Origins of the MIPS Design
The MIPS designers wanted to figure out a way to offer the same
facilities as the VAX with as little hardware as possible. The
microcoded TLB refill was not acceptable, so they took the brave step
of consigning this part of the job to software.
That means that apart from a register to hold the current ASID, the
MMU hardware is simply a high-speed, fixed-size table of translations.
System software can (and usually does) use the hardware as a cache of
entries from some kind of comprehensive memory-resident page table, so
it makes sense to call the hardware table a TLB.
But there's nothing in the TLB hardware to make it a cache, except
this: When presented with an address it can't translate, the TLB
triggers a special exception (TLB refill) to invoke the software
routine. Some care is taken with the details of the TLB design, the
associated control registers, and the refill exception to help the
software to be efficient.
The MIPS TLB has always been implemented on chip. The memory
translation step is required even for cached references, so it's very
much on the critical path of the machine. That meant it had to be
small, particularly in the early days, so it makes up for its small
size by being clever.
It's basically a genuine associative memory. Each entry in an
associative memory consists of a key field and a data field; you
present the key and the hardware returns the data of any entry the key
matches. Associative memories are wonderful, but they are expensive in
hardware. MIPS TLBs have had between 32 and 64 entries; a store of this
size is manageable as a silicon design.
All contemporary CPUs use a TLB in which each entry is doubled up to
map two consecutive VPNs to independently specified physical pages. The
paired entries double the amount of memory that can be mapped by the
TLB with only a little extra logic, without requiring any large-scale
rethinking of TLB management.
You will see the TLB referred to as being fully associative; this
emphasizes that all keys are really compared with the input value in
parallel. (The common 32-entry paired TLB would be correctly, if
pedantically, described as a 32-way set-associative store, with two
entries per set.)
 |
| Figure
14.3 TLB entry fields. |
The TLB entry is shown schematically in Figure 14.3 above. For the moment,
we'll assume that pages are 4 Kbytes in size. The TLB's key - the input
value - consists of three fields:
Field #1: VPN2 - The page
number is just the high-order bits of the virtual address - the bits
left when you take out the 12 low bits that address the byte within
page. The "2" in VPN2 emphasizes that each virtual entry maps 8 Kbytes
because of the doubled output field. Bit 12 of the virtual address
selects either the first or the second physical-side entry of the pair.

+++

* Exercise task 1 *
In the text on the origins of the MIPS design, how many entries have MIPS TLBs had?
* Exercise task 2 *
Locate every line in the records that contains the string "nozzle", treating uppercase and lowercase as distinct, and copy each such line.
The text and the records have no connection to each other.

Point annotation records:
+++

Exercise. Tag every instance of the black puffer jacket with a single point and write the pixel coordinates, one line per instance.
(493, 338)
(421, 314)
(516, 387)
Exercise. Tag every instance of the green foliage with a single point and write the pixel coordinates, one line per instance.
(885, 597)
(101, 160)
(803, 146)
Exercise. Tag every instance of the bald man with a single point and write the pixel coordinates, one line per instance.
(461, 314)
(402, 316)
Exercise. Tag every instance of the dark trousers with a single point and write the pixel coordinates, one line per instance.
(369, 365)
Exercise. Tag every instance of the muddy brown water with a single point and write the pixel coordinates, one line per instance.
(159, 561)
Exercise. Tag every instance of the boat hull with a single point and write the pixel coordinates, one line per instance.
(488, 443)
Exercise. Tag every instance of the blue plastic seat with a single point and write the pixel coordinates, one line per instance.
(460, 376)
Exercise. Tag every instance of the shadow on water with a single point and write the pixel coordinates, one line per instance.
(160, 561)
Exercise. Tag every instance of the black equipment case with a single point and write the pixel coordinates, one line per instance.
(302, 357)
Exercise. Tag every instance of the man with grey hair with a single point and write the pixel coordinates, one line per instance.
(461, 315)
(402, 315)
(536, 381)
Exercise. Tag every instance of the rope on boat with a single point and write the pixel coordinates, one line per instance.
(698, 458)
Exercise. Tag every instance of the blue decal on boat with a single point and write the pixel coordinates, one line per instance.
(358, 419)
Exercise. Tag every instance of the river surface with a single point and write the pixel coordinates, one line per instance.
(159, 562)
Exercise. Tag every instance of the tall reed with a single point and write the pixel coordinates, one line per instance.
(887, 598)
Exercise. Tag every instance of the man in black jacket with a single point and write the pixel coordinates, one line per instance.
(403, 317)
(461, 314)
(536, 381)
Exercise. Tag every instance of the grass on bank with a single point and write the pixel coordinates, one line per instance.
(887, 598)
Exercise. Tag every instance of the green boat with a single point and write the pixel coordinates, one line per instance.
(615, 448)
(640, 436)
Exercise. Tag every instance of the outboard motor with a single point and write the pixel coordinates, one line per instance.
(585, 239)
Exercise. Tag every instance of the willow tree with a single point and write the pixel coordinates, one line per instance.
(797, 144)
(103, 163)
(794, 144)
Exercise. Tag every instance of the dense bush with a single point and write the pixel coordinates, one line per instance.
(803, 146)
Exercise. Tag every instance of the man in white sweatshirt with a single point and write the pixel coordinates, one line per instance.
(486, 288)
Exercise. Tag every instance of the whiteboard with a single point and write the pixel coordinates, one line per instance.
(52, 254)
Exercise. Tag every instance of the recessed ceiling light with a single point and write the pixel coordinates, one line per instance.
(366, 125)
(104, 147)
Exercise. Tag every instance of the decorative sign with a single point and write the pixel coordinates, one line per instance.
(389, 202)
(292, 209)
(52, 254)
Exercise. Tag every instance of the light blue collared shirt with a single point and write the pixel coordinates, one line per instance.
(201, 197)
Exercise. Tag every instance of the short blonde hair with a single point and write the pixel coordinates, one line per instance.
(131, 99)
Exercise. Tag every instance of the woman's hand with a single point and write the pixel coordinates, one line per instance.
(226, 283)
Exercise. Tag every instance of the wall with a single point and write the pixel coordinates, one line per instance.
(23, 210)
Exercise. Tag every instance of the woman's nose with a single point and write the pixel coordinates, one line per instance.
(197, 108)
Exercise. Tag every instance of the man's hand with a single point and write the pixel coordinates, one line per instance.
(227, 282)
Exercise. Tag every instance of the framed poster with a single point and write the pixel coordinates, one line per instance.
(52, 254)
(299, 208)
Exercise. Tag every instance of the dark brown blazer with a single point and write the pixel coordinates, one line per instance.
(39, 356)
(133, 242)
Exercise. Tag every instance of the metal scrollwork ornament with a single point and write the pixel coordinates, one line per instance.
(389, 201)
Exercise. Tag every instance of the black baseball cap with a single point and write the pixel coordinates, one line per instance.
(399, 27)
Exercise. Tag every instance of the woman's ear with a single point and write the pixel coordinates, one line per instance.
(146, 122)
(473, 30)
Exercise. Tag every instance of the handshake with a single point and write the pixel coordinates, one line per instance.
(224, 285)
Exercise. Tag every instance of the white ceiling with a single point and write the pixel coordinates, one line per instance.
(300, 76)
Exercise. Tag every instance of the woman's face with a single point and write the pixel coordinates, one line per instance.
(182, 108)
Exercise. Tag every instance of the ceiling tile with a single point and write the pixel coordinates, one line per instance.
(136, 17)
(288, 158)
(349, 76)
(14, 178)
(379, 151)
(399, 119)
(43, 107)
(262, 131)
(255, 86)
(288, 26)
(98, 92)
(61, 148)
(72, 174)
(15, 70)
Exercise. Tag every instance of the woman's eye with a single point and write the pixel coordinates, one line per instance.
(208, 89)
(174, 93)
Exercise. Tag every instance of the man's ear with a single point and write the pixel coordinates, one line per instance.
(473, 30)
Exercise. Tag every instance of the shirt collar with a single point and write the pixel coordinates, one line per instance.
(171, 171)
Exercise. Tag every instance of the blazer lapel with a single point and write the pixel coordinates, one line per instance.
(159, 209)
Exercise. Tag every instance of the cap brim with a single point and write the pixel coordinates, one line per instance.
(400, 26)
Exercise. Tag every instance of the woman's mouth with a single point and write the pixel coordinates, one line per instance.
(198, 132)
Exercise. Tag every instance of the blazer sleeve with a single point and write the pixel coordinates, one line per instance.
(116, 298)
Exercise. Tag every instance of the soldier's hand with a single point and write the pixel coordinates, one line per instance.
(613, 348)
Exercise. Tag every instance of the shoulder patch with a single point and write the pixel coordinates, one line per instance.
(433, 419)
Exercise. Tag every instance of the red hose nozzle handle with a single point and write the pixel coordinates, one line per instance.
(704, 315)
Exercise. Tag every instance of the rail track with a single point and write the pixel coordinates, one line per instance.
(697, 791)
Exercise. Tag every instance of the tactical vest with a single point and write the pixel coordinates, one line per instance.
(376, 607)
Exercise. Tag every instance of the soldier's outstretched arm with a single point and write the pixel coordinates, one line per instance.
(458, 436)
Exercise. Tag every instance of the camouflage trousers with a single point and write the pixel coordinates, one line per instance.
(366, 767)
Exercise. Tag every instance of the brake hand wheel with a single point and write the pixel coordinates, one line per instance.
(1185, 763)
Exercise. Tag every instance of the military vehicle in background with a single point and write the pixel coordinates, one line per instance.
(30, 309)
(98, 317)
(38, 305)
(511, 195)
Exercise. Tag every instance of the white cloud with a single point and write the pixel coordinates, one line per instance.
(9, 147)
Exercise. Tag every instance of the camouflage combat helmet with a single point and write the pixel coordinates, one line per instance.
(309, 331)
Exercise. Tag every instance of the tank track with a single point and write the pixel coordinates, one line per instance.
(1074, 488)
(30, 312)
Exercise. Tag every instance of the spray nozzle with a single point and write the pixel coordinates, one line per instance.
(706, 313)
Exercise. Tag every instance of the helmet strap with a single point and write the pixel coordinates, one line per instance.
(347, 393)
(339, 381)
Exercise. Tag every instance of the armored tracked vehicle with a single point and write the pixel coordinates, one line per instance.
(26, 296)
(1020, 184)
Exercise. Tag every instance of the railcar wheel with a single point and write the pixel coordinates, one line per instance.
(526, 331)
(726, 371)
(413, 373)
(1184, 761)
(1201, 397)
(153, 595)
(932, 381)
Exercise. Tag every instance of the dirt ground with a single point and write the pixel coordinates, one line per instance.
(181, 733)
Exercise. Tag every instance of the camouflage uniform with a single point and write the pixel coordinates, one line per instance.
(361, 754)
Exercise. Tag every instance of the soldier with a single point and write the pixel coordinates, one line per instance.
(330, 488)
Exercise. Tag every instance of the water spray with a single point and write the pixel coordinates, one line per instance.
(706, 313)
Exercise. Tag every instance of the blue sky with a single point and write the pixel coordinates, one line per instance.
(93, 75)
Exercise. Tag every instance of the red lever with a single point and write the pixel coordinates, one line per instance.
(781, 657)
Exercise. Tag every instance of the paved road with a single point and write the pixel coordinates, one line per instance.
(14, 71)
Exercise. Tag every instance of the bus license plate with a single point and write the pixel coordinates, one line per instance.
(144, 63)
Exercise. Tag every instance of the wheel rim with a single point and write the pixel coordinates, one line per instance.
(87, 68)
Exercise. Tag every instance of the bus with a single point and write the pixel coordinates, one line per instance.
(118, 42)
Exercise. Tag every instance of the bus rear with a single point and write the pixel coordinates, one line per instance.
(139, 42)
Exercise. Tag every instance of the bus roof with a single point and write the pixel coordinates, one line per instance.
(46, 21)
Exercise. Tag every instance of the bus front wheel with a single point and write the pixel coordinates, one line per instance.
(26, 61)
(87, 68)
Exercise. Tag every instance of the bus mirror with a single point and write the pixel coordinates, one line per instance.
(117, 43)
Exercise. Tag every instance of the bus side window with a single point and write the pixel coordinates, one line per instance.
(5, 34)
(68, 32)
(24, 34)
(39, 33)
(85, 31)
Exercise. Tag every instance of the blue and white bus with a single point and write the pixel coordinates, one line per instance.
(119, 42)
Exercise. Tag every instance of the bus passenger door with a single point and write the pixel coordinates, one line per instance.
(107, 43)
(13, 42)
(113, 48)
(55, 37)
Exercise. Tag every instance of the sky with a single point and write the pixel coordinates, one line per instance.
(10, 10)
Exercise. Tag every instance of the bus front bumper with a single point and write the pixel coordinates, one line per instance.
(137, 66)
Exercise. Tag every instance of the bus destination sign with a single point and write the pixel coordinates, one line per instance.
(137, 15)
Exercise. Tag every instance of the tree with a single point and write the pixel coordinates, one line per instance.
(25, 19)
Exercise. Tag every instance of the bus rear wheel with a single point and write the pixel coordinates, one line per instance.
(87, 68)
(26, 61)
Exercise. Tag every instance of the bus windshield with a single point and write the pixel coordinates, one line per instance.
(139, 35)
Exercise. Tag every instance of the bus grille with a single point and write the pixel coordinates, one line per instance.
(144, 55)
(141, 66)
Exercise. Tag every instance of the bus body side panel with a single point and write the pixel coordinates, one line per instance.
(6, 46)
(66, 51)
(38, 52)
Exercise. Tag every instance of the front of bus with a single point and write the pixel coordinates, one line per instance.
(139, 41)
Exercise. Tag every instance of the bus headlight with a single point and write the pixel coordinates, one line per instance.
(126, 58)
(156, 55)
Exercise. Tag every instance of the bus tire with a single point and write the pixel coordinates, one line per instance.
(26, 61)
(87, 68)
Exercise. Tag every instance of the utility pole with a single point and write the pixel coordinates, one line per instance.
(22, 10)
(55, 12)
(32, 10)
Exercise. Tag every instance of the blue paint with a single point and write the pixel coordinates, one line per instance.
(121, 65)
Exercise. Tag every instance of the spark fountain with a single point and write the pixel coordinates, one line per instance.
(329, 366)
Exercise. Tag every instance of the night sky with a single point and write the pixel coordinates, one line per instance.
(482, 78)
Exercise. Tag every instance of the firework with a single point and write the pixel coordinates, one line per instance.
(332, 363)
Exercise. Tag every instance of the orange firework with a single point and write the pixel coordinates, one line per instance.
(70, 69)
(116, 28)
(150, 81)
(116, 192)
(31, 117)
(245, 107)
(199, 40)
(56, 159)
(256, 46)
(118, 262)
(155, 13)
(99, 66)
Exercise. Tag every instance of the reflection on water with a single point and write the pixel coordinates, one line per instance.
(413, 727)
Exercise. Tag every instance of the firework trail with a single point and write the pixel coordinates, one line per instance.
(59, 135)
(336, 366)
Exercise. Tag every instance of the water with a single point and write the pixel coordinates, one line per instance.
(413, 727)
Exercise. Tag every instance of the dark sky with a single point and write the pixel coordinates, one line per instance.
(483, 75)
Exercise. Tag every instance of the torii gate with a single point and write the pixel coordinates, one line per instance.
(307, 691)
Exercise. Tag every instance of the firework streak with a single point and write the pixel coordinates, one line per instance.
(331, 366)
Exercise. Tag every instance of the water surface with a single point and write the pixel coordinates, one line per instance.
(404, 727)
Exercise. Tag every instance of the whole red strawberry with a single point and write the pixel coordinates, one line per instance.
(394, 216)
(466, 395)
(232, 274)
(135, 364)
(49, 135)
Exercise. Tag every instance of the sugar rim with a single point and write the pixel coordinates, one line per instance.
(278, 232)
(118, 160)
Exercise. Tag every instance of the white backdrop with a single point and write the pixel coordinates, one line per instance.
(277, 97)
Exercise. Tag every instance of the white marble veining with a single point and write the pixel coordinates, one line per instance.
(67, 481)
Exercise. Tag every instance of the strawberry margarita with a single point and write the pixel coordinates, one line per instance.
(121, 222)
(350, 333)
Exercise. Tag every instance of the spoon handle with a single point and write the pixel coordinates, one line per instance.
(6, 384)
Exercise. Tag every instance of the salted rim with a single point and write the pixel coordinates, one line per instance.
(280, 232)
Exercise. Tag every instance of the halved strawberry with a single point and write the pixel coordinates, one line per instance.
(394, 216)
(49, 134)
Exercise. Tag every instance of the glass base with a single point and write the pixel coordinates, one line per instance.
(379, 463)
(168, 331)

+++

* Expected answer 1 *
Between 32 and 64 entries.

* Expected answer 2 *
Exercise. Tag every instance of the red hose nozzle handle with a single point and write the pixel coordinates, one line per instance.
Exercise. Tag every instance of the spray nozzle with a single point and write the pixel coordinates, one line per instance.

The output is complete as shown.